- Dataset:
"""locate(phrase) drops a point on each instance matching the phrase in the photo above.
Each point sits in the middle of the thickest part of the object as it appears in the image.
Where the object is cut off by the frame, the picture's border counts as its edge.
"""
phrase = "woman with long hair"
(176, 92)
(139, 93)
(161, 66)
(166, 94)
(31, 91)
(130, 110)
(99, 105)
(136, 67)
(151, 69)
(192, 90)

- Required work:
Your answer must be every record above, repeated exactly.

- Result:
"""locate(phrase) drops a point on each instance matching the phrase in the photo above.
Each point sits in the middle of the thickest part of the object as it appears in the image.
Where the object is cut off by the frame, the picture's border counts as its edge.
"""
phrase = "woman with long hair"
(176, 92)
(139, 93)
(161, 66)
(166, 94)
(31, 91)
(130, 110)
(99, 105)
(136, 67)
(151, 69)
(192, 90)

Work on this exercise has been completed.